**EXTRACTED MATERIAL**
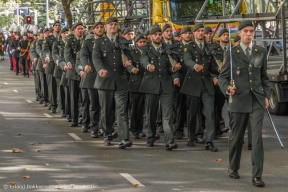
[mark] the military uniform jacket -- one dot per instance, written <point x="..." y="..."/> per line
<point x="62" y="64"/>
<point x="40" y="62"/>
<point x="193" y="82"/>
<point x="57" y="45"/>
<point x="250" y="78"/>
<point x="86" y="59"/>
<point x="182" y="72"/>
<point x="72" y="46"/>
<point x="135" y="79"/>
<point x="106" y="56"/>
<point x="24" y="46"/>
<point x="47" y="52"/>
<point x="159" y="80"/>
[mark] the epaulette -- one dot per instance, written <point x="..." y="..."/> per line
<point x="90" y="36"/>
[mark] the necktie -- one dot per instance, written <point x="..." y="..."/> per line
<point x="248" y="53"/>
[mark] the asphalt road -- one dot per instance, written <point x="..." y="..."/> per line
<point x="63" y="163"/>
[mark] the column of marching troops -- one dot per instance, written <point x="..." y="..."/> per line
<point x="170" y="79"/>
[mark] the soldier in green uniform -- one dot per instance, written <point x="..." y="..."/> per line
<point x="219" y="98"/>
<point x="49" y="65"/>
<point x="248" y="99"/>
<point x="43" y="81"/>
<point x="24" y="51"/>
<point x="90" y="103"/>
<point x="158" y="86"/>
<point x="72" y="46"/>
<point x="198" y="77"/>
<point x="2" y="43"/>
<point x="64" y="81"/>
<point x="180" y="98"/>
<point x="58" y="72"/>
<point x="112" y="83"/>
<point x="137" y="97"/>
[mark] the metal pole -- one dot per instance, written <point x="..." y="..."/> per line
<point x="47" y="13"/>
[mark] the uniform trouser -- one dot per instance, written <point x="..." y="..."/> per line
<point x="106" y="98"/>
<point x="166" y="100"/>
<point x="60" y="94"/>
<point x="180" y="112"/>
<point x="137" y="110"/>
<point x="44" y="86"/>
<point x="37" y="82"/>
<point x="218" y="106"/>
<point x="25" y="65"/>
<point x="193" y="103"/>
<point x="238" y="124"/>
<point x="74" y="98"/>
<point x="85" y="107"/>
<point x="94" y="109"/>
<point x="52" y="90"/>
<point x="67" y="102"/>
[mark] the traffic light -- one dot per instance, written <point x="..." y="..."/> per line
<point x="28" y="19"/>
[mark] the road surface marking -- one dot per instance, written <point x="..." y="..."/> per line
<point x="132" y="179"/>
<point x="75" y="136"/>
<point x="47" y="115"/>
<point x="29" y="101"/>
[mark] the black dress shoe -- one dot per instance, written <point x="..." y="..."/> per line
<point x="210" y="146"/>
<point x="234" y="175"/>
<point x="257" y="181"/>
<point x="249" y="146"/>
<point x="224" y="130"/>
<point x="73" y="125"/>
<point x="141" y="134"/>
<point x="84" y="129"/>
<point x="171" y="146"/>
<point x="94" y="134"/>
<point x="123" y="144"/>
<point x="190" y="144"/>
<point x="150" y="144"/>
<point x="115" y="135"/>
<point x="199" y="140"/>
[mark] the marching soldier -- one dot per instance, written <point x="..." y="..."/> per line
<point x="180" y="98"/>
<point x="111" y="83"/>
<point x="219" y="99"/>
<point x="198" y="76"/>
<point x="58" y="72"/>
<point x="43" y="81"/>
<point x="89" y="93"/>
<point x="137" y="97"/>
<point x="24" y="54"/>
<point x="158" y="86"/>
<point x="72" y="46"/>
<point x="248" y="99"/>
<point x="49" y="65"/>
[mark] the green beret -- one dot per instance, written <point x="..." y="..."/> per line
<point x="197" y="26"/>
<point x="65" y="29"/>
<point x="97" y="23"/>
<point x="185" y="29"/>
<point x="127" y="30"/>
<point x="76" y="25"/>
<point x="244" y="24"/>
<point x="176" y="33"/>
<point x="111" y="19"/>
<point x="166" y="26"/>
<point x="224" y="30"/>
<point x="154" y="29"/>
<point x="237" y="38"/>
<point x="56" y="22"/>
<point x="207" y="29"/>
<point x="45" y="30"/>
<point x="140" y="36"/>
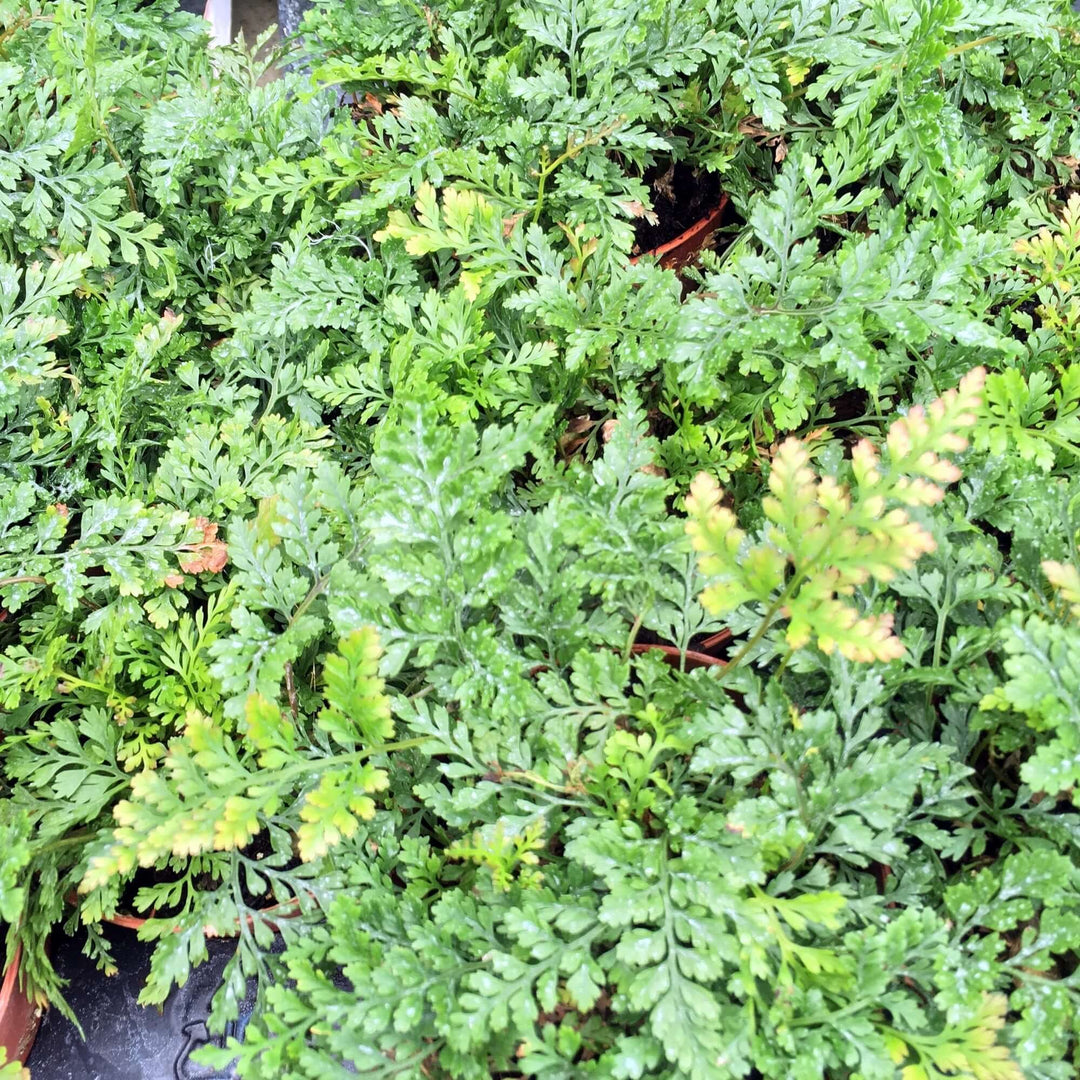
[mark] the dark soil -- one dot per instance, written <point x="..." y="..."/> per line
<point x="682" y="196"/>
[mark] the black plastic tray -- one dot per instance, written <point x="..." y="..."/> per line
<point x="125" y="1041"/>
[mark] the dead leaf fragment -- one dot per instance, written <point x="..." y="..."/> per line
<point x="634" y="207"/>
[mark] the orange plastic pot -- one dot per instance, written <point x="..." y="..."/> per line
<point x="19" y="1016"/>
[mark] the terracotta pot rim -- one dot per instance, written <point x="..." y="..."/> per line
<point x="677" y="252"/>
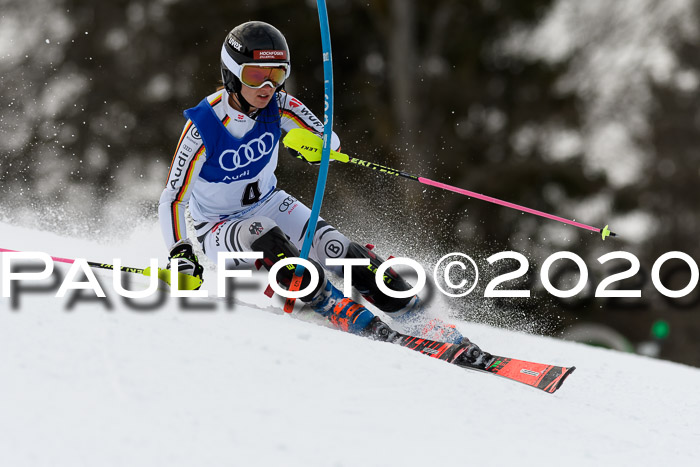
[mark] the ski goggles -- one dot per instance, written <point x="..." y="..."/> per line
<point x="256" y="76"/>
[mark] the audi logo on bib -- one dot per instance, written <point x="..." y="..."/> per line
<point x="252" y="151"/>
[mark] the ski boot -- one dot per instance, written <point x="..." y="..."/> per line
<point x="415" y="323"/>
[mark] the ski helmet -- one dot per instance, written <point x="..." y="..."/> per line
<point x="251" y="42"/>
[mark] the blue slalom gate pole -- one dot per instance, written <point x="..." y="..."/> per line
<point x="325" y="153"/>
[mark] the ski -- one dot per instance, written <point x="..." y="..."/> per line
<point x="541" y="376"/>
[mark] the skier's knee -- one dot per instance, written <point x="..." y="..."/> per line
<point x="363" y="278"/>
<point x="275" y="245"/>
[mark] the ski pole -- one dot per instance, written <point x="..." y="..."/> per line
<point x="325" y="147"/>
<point x="309" y="145"/>
<point x="185" y="281"/>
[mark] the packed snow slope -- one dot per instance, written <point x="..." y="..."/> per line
<point x="91" y="385"/>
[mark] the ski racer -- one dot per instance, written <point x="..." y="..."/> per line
<point x="224" y="170"/>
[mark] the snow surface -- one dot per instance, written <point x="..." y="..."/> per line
<point x="239" y="386"/>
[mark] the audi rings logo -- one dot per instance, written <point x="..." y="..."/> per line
<point x="252" y="151"/>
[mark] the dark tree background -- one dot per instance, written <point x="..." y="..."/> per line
<point x="582" y="109"/>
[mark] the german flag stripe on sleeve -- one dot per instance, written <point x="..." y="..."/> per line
<point x="177" y="203"/>
<point x="294" y="117"/>
<point x="179" y="143"/>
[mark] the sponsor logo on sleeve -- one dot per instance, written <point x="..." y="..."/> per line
<point x="269" y="55"/>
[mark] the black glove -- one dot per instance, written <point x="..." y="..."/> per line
<point x="187" y="260"/>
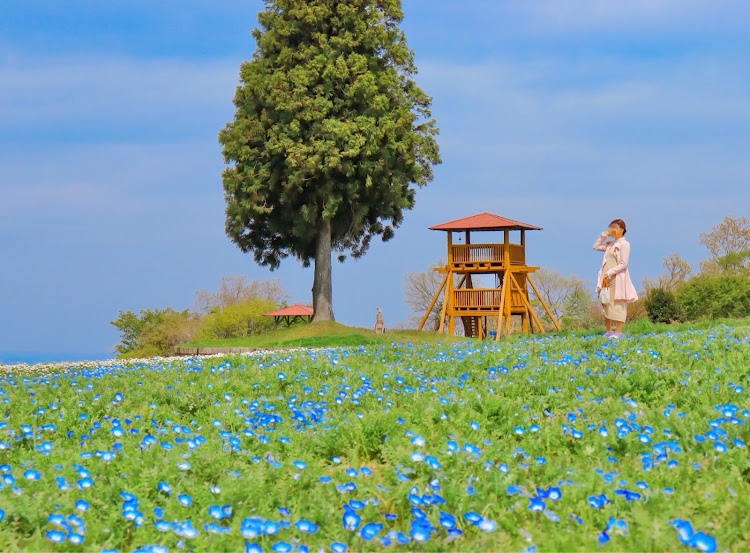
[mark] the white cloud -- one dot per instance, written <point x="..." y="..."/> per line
<point x="113" y="94"/>
<point x="665" y="17"/>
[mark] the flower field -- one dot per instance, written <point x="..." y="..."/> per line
<point x="532" y="444"/>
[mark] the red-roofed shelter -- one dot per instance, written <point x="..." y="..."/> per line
<point x="290" y="315"/>
<point x="506" y="261"/>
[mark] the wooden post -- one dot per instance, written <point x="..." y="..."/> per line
<point x="432" y="303"/>
<point x="528" y="305"/>
<point x="502" y="307"/>
<point x="554" y="322"/>
<point x="448" y="293"/>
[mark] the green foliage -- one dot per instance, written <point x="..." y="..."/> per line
<point x="661" y="306"/>
<point x="735" y="263"/>
<point x="329" y="126"/>
<point x="706" y="296"/>
<point x="376" y="400"/>
<point x="154" y="331"/>
<point x="240" y="319"/>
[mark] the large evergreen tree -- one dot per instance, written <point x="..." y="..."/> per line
<point x="329" y="136"/>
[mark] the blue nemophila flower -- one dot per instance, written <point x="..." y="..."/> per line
<point x="214" y="528"/>
<point x="356" y="504"/>
<point x="704" y="542"/>
<point x="420" y="529"/>
<point x="251" y="527"/>
<point x="536" y="504"/>
<point x="84" y="483"/>
<point x="487" y="525"/>
<point x="306" y="526"/>
<point x="370" y="530"/>
<point x="164" y="487"/>
<point x="270" y="527"/>
<point x="350" y="519"/>
<point x="629" y="496"/>
<point x="55" y="536"/>
<point x="472" y="517"/>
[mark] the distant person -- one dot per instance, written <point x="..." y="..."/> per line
<point x="614" y="275"/>
<point x="379" y="322"/>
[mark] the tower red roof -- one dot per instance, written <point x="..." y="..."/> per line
<point x="291" y="311"/>
<point x="484" y="221"/>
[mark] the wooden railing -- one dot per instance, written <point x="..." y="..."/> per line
<point x="486" y="253"/>
<point x="483" y="298"/>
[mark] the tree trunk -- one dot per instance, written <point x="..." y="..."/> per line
<point x="322" y="290"/>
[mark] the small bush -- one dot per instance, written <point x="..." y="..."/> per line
<point x="240" y="319"/>
<point x="154" y="332"/>
<point x="662" y="307"/>
<point x="712" y="297"/>
<point x="636" y="311"/>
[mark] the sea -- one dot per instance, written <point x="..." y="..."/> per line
<point x="31" y="357"/>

**REQUIRED WORK**
What needs duplicating is the run of lines from the one containing "[mark] the distant" through the last line of the entries above, exact and complete.

**TASK OUTPUT**
[mark] the distant person -- one dot per instance, written <point x="..." y="..."/> per line
<point x="614" y="275"/>
<point x="379" y="322"/>
[mark] the tower red roof -- one dot per instance, written <point x="..." y="..."/> per line
<point x="291" y="311"/>
<point x="484" y="221"/>
[mark] the wooden railing -- one dot per instance, written <point x="..." y="..."/> per line
<point x="486" y="253"/>
<point x="483" y="298"/>
[mark] the tree trunk -- one dot per instance, written <point x="..." y="..."/> per line
<point x="322" y="290"/>
[mark] the small bush -- one dot per instance, written <point x="..." y="..."/> per line
<point x="240" y="319"/>
<point x="154" y="332"/>
<point x="662" y="307"/>
<point x="712" y="297"/>
<point x="636" y="311"/>
[mark] the sea -- one dot per instance, written <point x="..." y="..."/> per line
<point x="31" y="357"/>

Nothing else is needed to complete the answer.